» **Requirement**
Please return every one of the lines below word for word, leaving out the pictures.

##### Materials provided #####

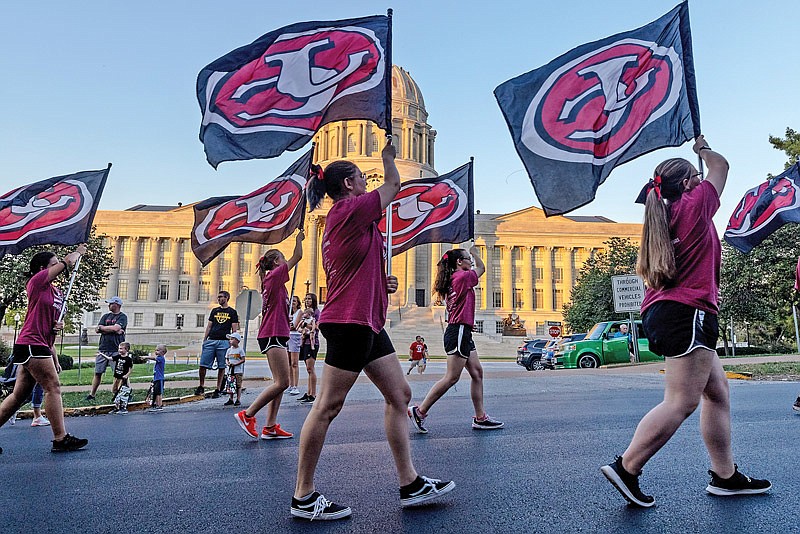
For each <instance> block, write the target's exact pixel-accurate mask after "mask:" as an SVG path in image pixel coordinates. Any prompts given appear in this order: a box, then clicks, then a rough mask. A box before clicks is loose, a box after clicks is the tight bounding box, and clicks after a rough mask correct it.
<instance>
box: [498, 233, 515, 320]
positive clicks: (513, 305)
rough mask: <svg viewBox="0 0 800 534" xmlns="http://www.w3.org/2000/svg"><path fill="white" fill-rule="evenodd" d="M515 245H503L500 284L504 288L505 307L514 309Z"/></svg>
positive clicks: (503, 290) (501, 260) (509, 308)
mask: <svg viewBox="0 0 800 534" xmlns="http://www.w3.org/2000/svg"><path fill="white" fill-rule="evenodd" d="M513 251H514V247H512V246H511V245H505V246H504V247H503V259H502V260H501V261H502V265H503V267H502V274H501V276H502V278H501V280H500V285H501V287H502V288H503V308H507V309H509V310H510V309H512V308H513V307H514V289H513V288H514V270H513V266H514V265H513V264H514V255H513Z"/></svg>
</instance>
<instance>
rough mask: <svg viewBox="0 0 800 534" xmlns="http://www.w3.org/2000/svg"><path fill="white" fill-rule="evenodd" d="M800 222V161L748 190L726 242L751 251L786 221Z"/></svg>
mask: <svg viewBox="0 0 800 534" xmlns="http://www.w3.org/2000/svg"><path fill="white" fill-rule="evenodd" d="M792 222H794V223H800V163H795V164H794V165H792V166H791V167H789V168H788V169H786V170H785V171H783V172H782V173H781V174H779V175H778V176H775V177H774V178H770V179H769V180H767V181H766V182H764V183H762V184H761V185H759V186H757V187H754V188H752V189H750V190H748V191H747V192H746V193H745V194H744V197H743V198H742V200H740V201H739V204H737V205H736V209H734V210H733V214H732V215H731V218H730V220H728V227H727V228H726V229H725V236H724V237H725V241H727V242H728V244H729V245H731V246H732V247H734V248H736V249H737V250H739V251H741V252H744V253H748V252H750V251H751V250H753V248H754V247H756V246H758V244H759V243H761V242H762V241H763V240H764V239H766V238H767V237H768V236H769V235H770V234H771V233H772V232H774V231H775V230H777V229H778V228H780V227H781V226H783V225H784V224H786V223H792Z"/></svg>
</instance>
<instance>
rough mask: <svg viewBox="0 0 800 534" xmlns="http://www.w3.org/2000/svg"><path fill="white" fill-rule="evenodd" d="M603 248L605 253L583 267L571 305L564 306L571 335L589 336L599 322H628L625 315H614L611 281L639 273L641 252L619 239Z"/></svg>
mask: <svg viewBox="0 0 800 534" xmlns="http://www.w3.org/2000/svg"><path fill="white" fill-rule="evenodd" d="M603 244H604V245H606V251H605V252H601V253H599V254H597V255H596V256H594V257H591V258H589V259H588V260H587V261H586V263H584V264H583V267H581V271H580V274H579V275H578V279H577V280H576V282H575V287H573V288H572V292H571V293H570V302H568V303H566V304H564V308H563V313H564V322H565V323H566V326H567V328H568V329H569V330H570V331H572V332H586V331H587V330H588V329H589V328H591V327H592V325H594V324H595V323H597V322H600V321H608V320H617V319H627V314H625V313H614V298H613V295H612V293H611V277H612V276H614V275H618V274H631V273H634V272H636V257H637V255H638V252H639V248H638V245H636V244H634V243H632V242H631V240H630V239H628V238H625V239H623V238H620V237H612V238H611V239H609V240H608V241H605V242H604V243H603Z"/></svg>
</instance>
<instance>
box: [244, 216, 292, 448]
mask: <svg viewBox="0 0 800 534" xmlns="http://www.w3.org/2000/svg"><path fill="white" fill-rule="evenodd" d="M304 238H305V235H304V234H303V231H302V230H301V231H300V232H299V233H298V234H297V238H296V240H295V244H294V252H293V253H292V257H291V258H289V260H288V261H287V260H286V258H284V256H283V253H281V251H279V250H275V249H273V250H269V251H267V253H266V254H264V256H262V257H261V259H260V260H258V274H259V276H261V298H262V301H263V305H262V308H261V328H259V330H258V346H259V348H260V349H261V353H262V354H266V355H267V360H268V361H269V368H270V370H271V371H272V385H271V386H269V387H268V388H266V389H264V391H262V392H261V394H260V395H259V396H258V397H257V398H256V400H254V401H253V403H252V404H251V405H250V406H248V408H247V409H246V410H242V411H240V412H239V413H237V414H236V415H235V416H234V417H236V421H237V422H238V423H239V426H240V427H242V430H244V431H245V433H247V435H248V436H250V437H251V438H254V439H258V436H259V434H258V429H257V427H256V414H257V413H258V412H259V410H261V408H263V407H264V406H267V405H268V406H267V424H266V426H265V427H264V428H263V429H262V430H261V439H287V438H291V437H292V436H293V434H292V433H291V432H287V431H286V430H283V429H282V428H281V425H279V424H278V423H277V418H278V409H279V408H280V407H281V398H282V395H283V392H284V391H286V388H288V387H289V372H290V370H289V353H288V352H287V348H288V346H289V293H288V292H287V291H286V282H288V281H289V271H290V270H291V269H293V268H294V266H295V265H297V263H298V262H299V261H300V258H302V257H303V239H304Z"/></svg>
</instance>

#####

» **Reply**
For each <instance> block, write the target's exact pixel-accurate mask after "mask:" as an SVG path in image pixel coordinates. Any prompts given appear in this order: a box, then clicks, then a rough mask. A box before clicks is loose, a box after clicks is the tight bounding box, and clicks after a rough mask correct it.
<instance>
box: [498, 233, 515, 320]
positive clicks: (513, 305)
rough mask: <svg viewBox="0 0 800 534" xmlns="http://www.w3.org/2000/svg"><path fill="white" fill-rule="evenodd" d="M515 245H503L500 284L504 288L505 307L514 309Z"/></svg>
positive clicks: (503, 290) (501, 260) (509, 308)
mask: <svg viewBox="0 0 800 534" xmlns="http://www.w3.org/2000/svg"><path fill="white" fill-rule="evenodd" d="M513 251H514V247H512V246H511V245H505V246H504V247H503V259H502V260H501V261H502V265H503V267H502V274H501V276H502V278H501V280H500V285H501V287H502V288H503V308H507V309H509V310H510V309H512V308H513V307H514V289H513V288H514V270H513V266H514V265H513V264H514V255H513Z"/></svg>
</instance>
<instance>
rough mask: <svg viewBox="0 0 800 534" xmlns="http://www.w3.org/2000/svg"><path fill="white" fill-rule="evenodd" d="M800 222V161L748 190L726 242L751 251L786 221Z"/></svg>
mask: <svg viewBox="0 0 800 534" xmlns="http://www.w3.org/2000/svg"><path fill="white" fill-rule="evenodd" d="M792 222H794V223H800V163H795V164H794V165H792V166H791V167H789V168H788V169H786V170H785V171H783V172H782V173H781V174H779V175H778V176H775V177H774V178H770V179H769V180H767V181H766V182H764V183H762V184H761V185H759V186H757V187H754V188H752V189H750V190H748V191H747V192H746V193H745V194H744V197H743V198H742V200H740V201H739V204H737V205H736V209H734V210H733V214H732V215H731V218H730V220H728V227H727V228H726V229H725V236H724V237H725V241H727V242H728V244H729V245H731V246H732V247H734V248H736V249H737V250H739V251H741V252H744V253H748V252H750V251H751V250H753V248H754V247H756V246H758V244H759V243H761V242H762V241H763V240H764V239H766V238H767V237H768V236H769V235H770V234H771V233H772V232H774V231H775V230H777V229H778V228H780V227H781V226H783V225H784V224H786V223H792Z"/></svg>
</instance>
<instance>
rough mask: <svg viewBox="0 0 800 534" xmlns="http://www.w3.org/2000/svg"><path fill="white" fill-rule="evenodd" d="M603 248L605 253L583 267L571 305L564 306L571 335L589 336L599 322H628L625 315H614L611 281L639 273L641 252L619 239Z"/></svg>
mask: <svg viewBox="0 0 800 534" xmlns="http://www.w3.org/2000/svg"><path fill="white" fill-rule="evenodd" d="M603 244H604V245H606V251H605V252H601V253H599V254H597V255H596V256H594V257H591V258H589V259H588V260H587V261H586V263H584V264H583V267H581V271H580V274H579V275H578V279H577V280H576V282H575V287H573V288H572V292H571V293H570V302H568V303H566V304H564V308H563V313H564V322H565V323H566V326H567V328H568V329H569V330H570V331H572V332H586V331H587V330H588V329H589V328H591V327H592V325H594V324H595V323H597V322H600V321H608V320H617V319H627V314H625V313H614V298H613V295H612V293H611V277H612V276H614V275H618V274H631V273H634V272H636V257H637V255H638V252H639V248H638V245H636V244H634V243H632V242H631V240H630V239H628V238H625V239H623V238H620V237H612V238H611V239H609V240H608V241H605V242H604V243H603Z"/></svg>
</instance>
<instance>
box: [244, 216, 292, 448]
mask: <svg viewBox="0 0 800 534" xmlns="http://www.w3.org/2000/svg"><path fill="white" fill-rule="evenodd" d="M304 238H305V235H304V234H303V231H302V230H301V231H300V232H299V233H298V234H297V238H296V240H295V244H294V252H293V253H292V257H291V258H289V260H288V261H287V260H286V258H284V256H283V253H281V251H279V250H275V249H273V250H269V251H267V253H266V254H264V256H262V257H261V259H260V260H258V274H259V276H261V298H262V301H263V305H262V308H261V328H259V330H258V346H259V348H260V349H261V353H262V354H266V355H267V360H268V361H269V368H270V370H271V371H272V385H271V386H269V387H268V388H266V389H264V391H262V392H261V394H260V395H259V396H258V397H257V398H256V400H254V401H253V403H252V404H251V405H250V406H248V408H247V409H246V410H242V411H240V412H239V413H237V414H236V415H235V416H234V417H236V421H237V422H238V423H239V426H240V427H242V430H244V431H245V433H247V435H248V436H250V437H251V438H254V439H258V436H259V434H258V429H257V427H256V414H257V413H258V412H259V410H261V408H263V407H264V406H267V405H268V406H267V424H266V426H265V427H264V428H263V429H262V430H261V439H287V438H291V437H292V436H293V434H292V433H291V432H287V431H286V430H283V429H282V428H281V425H279V424H278V423H277V418H278V409H279V408H280V407H281V398H282V395H283V392H284V391H286V388H288V387H289V372H290V370H289V353H288V352H287V348H288V346H289V293H288V292H287V291H286V282H288V281H289V271H290V270H291V269H293V268H294V266H295V265H297V263H298V262H299V261H300V258H302V257H303V239H304Z"/></svg>
</instance>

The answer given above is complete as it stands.